TASK INPUTS =
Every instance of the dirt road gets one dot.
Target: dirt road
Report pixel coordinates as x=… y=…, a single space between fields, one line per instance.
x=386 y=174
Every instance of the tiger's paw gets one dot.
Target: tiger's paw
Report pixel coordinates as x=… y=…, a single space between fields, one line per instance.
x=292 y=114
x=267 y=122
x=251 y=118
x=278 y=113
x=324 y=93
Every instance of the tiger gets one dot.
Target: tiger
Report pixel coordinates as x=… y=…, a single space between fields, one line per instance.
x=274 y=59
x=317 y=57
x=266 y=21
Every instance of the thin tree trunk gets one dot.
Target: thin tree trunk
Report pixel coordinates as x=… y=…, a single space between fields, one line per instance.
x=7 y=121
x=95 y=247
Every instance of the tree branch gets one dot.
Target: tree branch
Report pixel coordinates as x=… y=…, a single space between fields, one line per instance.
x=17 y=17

--

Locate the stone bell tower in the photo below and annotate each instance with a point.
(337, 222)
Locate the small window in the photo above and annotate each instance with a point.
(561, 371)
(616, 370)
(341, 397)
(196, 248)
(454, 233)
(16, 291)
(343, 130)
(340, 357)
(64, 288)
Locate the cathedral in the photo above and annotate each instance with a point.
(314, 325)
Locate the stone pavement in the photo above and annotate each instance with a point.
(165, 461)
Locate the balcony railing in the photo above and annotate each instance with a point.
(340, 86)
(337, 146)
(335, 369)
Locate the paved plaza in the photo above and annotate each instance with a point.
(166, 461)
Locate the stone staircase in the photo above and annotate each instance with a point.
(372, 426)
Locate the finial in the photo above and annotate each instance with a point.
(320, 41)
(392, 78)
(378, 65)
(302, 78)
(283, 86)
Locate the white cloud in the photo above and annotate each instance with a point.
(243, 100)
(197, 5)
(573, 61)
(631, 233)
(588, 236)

* * *

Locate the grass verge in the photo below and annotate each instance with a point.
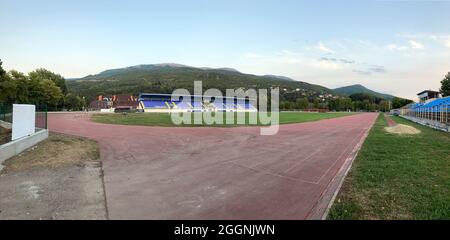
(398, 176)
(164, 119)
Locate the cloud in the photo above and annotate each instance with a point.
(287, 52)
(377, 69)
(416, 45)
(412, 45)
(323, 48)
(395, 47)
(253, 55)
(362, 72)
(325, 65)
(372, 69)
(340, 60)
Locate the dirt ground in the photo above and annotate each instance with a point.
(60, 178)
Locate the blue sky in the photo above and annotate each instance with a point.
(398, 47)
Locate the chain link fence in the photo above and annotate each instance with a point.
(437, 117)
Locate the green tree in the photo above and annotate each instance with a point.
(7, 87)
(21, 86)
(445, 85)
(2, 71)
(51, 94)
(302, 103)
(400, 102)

PROBLEM REQUIREMENTS =
Can you turn the records from the line with "Every instance of the dirt road gets one dot." up to and including the line with "x=386 y=174" into a two-column CSV with the header input,output, one row per record, where input holds the record's text and output its answer, each in a single quoted field with line breaks replaced by spaces?

WRITTEN ANSWER =
input,output
"Every instance of the dirt road gets one dot. Target: dirt road Report pixel coordinates as x=… y=…, a single space between fields, one line per instance.","x=386 y=174"